╭─ Data section
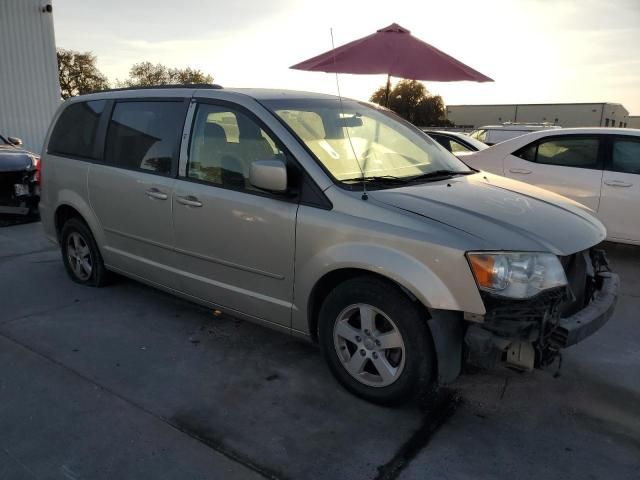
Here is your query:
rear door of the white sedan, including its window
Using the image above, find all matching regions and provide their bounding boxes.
[504,135,604,211]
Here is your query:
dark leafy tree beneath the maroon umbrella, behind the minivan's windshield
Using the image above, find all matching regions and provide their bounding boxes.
[370,80,452,127]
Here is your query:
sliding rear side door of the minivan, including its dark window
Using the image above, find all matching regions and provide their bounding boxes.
[89,98,188,288]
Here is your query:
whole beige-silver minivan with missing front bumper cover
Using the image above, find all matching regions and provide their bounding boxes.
[41,87,618,404]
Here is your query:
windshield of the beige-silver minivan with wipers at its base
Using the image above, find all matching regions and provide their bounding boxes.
[262,98,470,183]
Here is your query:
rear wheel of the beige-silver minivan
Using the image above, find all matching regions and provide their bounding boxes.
[60,218,109,287]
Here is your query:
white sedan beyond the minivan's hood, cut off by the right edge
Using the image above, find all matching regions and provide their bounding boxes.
[465,128,640,245]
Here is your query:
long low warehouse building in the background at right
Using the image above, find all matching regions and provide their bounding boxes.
[447,102,631,128]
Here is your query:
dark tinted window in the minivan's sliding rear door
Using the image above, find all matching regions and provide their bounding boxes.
[105,102,184,175]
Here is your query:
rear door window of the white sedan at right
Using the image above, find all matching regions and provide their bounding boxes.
[536,137,599,168]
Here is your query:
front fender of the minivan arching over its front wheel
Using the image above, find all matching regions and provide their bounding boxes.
[291,242,484,334]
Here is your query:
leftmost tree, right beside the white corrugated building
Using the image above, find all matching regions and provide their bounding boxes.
[57,48,109,100]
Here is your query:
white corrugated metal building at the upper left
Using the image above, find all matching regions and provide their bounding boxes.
[0,0,60,153]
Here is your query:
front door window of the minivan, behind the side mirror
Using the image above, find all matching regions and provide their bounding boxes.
[187,105,284,190]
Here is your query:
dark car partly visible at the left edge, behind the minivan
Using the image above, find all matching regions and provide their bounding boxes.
[0,135,40,215]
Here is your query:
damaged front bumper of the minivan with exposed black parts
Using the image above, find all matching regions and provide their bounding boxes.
[464,251,620,370]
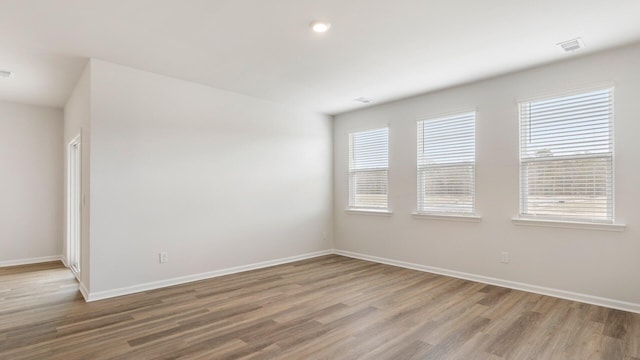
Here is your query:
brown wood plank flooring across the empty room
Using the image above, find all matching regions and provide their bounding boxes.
[0,255,640,360]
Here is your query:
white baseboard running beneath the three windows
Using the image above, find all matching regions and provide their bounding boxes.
[333,249,640,313]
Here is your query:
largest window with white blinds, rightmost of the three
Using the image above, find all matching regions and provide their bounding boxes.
[520,89,613,222]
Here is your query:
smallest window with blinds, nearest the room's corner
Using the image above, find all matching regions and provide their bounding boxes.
[349,128,389,210]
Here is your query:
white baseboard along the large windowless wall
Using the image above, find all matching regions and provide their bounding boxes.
[86,250,333,302]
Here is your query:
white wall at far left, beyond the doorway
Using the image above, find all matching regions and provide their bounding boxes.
[0,101,63,265]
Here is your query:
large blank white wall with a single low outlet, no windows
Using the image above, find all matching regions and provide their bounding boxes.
[90,60,333,293]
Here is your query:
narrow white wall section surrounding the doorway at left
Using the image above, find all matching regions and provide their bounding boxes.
[63,63,91,291]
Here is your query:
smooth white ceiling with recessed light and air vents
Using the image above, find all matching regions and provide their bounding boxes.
[0,0,640,114]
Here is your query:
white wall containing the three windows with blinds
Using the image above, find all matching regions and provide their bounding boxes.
[334,45,640,310]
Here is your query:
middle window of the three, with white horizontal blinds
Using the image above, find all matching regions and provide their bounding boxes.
[418,112,476,215]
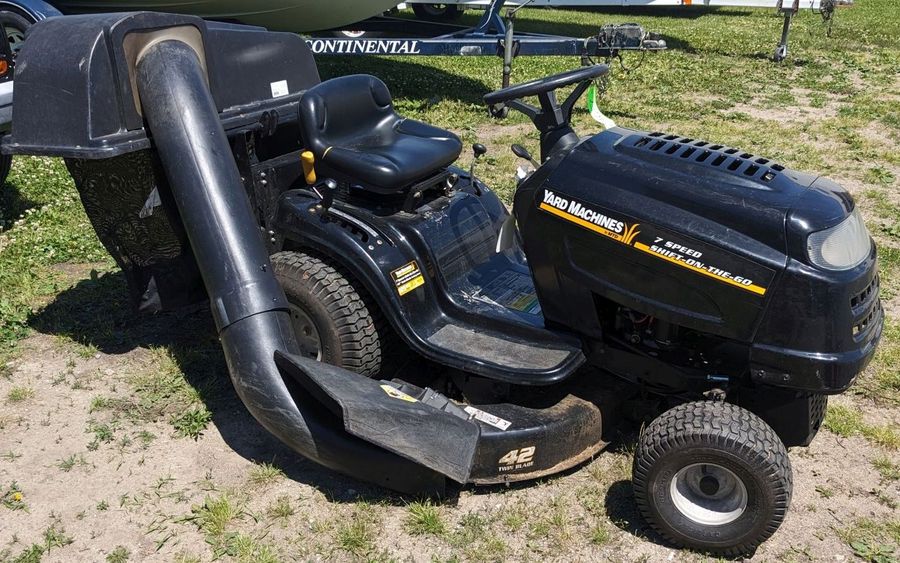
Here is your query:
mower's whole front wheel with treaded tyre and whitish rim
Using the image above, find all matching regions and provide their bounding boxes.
[633,401,792,556]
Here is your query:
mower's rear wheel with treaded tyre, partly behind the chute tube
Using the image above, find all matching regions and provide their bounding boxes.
[271,252,396,377]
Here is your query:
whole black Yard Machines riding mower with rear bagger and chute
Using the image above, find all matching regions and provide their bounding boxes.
[3,13,883,555]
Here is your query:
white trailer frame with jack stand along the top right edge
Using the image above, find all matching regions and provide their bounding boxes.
[405,0,853,62]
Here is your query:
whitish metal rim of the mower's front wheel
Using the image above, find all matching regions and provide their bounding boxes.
[669,463,747,526]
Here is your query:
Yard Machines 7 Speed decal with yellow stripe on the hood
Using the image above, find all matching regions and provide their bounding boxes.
[538,190,772,296]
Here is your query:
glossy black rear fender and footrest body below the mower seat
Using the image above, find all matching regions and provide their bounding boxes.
[274,189,584,386]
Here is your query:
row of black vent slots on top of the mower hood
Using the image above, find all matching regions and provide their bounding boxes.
[622,132,784,182]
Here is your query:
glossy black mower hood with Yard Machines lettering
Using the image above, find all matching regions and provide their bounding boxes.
[515,128,881,391]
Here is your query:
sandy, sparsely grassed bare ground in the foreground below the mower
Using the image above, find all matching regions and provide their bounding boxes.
[0,324,900,561]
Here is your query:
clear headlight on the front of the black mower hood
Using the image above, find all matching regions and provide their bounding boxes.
[806,209,872,270]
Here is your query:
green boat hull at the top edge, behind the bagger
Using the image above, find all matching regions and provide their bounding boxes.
[54,0,397,32]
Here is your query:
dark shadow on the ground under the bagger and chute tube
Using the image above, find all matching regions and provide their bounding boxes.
[30,271,428,505]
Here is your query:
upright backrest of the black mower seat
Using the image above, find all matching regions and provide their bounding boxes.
[300,74,401,158]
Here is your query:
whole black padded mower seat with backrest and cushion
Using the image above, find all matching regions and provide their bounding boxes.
[300,74,462,194]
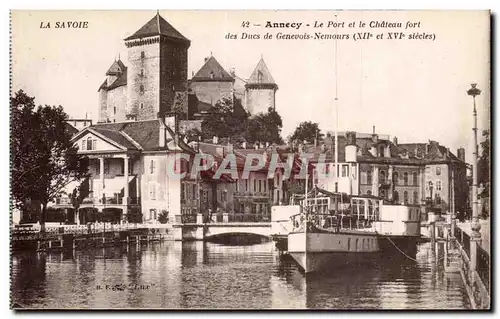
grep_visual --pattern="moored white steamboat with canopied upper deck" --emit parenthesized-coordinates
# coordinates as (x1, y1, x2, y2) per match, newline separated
(275, 187, 420, 273)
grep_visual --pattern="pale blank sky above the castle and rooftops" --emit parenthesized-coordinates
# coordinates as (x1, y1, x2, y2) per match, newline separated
(11, 10, 490, 162)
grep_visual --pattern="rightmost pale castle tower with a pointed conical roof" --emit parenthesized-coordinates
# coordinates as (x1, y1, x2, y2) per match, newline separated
(245, 58, 278, 115)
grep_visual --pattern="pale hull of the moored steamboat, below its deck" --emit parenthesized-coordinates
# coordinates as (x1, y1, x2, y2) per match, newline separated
(288, 231, 418, 273)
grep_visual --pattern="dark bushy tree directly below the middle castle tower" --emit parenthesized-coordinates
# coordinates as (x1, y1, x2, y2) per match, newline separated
(201, 97, 250, 139)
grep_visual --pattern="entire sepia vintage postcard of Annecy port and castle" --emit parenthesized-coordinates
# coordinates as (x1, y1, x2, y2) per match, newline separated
(10, 10, 492, 310)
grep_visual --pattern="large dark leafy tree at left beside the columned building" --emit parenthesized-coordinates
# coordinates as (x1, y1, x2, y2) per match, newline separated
(11, 91, 88, 231)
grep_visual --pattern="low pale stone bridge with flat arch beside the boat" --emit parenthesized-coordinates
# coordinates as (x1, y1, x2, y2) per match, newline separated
(173, 216, 271, 240)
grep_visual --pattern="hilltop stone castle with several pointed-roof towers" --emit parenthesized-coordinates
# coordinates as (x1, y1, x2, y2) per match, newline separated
(98, 13, 278, 123)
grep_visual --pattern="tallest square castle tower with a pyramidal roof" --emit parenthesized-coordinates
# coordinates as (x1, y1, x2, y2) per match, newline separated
(125, 13, 191, 120)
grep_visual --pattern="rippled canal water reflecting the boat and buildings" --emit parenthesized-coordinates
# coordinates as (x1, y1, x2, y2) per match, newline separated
(11, 242, 470, 309)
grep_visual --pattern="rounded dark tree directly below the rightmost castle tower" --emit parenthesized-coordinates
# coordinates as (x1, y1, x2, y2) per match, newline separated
(246, 108, 283, 144)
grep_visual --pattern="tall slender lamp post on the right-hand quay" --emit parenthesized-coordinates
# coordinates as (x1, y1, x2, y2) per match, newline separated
(467, 83, 481, 237)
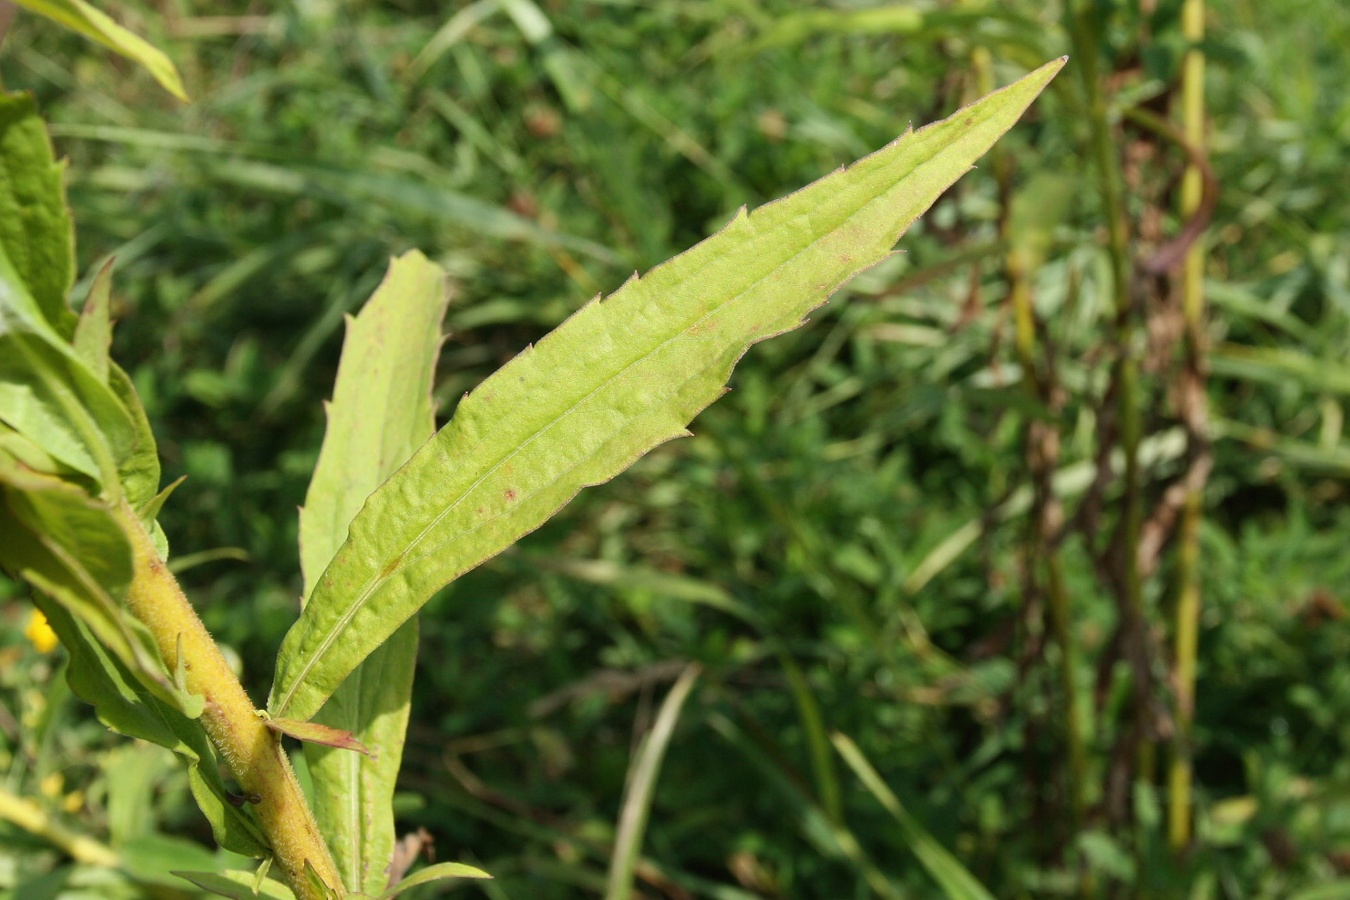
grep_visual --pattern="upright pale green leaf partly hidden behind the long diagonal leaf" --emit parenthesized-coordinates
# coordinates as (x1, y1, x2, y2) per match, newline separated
(295, 252, 448, 896)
╰─
For this exercise, transcribe exactly the part of the records above that opens with the line containing "upright backrest of the black mower seat" and closes with the one containing "square castle tower". Pictures are not part of the copy.

upright backrest of the black mower seat
Using the image above, find all matching regions and provide their bounding boxes.
[300,74,401,158]
Here is your query:
whole black padded mower seat with backrest and cushion
Using the image above, find all matching regions and provide their bounding boxes.
[300,74,462,194]
grep_visual --pattern="moored white steamboat with canopied upper deck" --emit parenthesized-coordinates
# coordinates as (x1, y1, x2, y2) per match, newline separated
(275, 187, 420, 273)
grep_visual --pattern="pale blank sky above the castle and rooftops" --emit parenthesized-coordinates
# coordinates as (x1, y1, x2, y2) per match, newline separated
(11, 10, 490, 162)
grep_visual --pattern="rightmost pale castle tower with a pointed conical roof" --emit parenthesized-coordinates
# coordinates as (x1, y1, x2, y2) per match, newline separated
(245, 58, 278, 115)
grep_visual --pattern="pale hull of the moored steamboat, below its deck" --emit parenthesized-coordinates
# coordinates as (x1, y1, x2, y2) per match, newline separated
(288, 231, 418, 273)
grep_visual --pattern="dark bushy tree directly below the middle castle tower" --emit parenthesized-coordinates
# coordinates as (x1, y1, x2, y2) per match, newline separated
(201, 97, 250, 139)
grep_visual --pattern="entire sepia vintage postcard of Annecy port and castle" --emit parenthesized-coordinates
# coordinates as (x1, y1, x2, y2) per match, newline separated
(10, 10, 492, 310)
grep_visual --pattern="large dark leafy tree at left beside the columned building" --emit parenthesized-coordinates
# coordinates as (x1, y1, x2, y2) per match, newline separated
(11, 91, 88, 231)
grep_visual --pattern="low pale stone bridge with flat arch beside the boat" --emit parenthesized-coordinates
# coordinates as (x1, y1, x2, y2) per match, newline separated
(173, 216, 271, 240)
grep_visual --pattern="hilltop stone castle with several pointed-roof towers" --emit parenthesized-coordinates
# coordinates as (x1, y1, x2, y2) per match, newline separated
(98, 13, 278, 123)
grep_visual --pattern="tallest square castle tower with a pyramidal roof" --emit parenthesized-coordinates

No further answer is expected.